__Exercise description__:
Express the data below as a two-column CSV with the columns "input" and "output", starting at the beginning and going on through the line with "[[102, 5, 289, 122]]". Each row should hold one full text given to the model and the reply that follows it, each in a single quoted field with line breaks turned into spaces.

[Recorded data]
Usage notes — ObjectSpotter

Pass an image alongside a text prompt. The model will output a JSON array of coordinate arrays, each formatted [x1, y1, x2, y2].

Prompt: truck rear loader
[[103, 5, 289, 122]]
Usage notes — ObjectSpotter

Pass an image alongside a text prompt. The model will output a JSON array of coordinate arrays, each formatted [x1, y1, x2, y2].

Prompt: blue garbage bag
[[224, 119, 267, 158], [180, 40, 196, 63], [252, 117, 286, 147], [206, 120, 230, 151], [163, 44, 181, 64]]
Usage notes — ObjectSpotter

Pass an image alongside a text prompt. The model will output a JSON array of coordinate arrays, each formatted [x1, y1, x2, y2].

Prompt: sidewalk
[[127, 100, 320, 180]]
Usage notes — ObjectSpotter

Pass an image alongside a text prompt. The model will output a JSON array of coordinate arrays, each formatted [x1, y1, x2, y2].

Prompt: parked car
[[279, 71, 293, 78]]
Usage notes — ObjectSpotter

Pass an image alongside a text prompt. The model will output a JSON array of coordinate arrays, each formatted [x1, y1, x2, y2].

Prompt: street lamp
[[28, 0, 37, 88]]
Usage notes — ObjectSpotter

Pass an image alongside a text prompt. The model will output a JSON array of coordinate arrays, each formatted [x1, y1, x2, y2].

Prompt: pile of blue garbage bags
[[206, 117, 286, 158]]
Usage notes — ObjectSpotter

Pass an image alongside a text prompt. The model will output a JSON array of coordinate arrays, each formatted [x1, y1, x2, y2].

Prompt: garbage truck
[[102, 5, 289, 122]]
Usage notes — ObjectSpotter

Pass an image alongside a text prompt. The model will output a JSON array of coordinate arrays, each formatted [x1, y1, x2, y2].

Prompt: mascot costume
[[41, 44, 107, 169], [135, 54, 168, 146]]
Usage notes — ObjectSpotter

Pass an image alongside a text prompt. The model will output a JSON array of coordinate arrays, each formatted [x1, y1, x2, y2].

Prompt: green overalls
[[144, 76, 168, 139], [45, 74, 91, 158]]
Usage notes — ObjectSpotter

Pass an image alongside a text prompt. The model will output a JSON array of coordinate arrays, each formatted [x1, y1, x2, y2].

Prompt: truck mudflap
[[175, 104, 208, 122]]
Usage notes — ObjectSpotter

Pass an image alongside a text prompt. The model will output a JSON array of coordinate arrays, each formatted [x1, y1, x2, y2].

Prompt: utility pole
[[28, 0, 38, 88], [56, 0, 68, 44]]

__Task answer__:
input,output
"Usage notes — ObjectSpotter Pass an image alongside a text prompt. The model will output a JSON array of coordinate arrays, each formatted [x1, y1, x2, y2]. Prompt: truck rear loader","[[103, 5, 289, 122]]"
"Usage notes — ObjectSpotter Pass an image alongside a text prompt. The model will output a JSON array of coordinate arrays, each formatted [x1, y1, x2, y2]. Prompt: blue garbage bag","[[224, 119, 267, 158], [180, 40, 196, 63], [252, 117, 286, 147], [206, 120, 230, 151], [163, 44, 181, 64]]"
"Usage notes — ObjectSpotter Pass an image alongside a text prompt. The model will output a JSON array of coordinate arrays, each formatted [x1, y1, x2, y2]. Prompt: sidewalk","[[127, 100, 320, 180]]"
"Usage notes — ObjectSpotter Pass an image alongside a text prompt. The model will output a JSON array of coordinate arrays, each formatted [x1, y1, x2, y2]. Prompt: parked car","[[279, 71, 293, 78]]"
"Usage notes — ObjectSpotter Pass an image alongside a text prompt. The model will output a JSON array of coordinate arrays, each formatted [x1, y1, x2, y2]. Prompt: street lamp","[[28, 0, 37, 88]]"
"Usage notes — ObjectSpotter Pass an image alongside a text prompt. The model will output a JSON array of coordinate arrays, each formatted [x1, y1, x2, y2]. Prompt: pile of blue garbage bags","[[206, 117, 286, 158]]"
"Usage notes — ObjectSpotter Pass an image alongside a text prompt. The model will output a JSON array of coordinate arrays, each formatted [x1, y1, x2, y2]. Prompt: garbage truck","[[102, 5, 289, 122]]"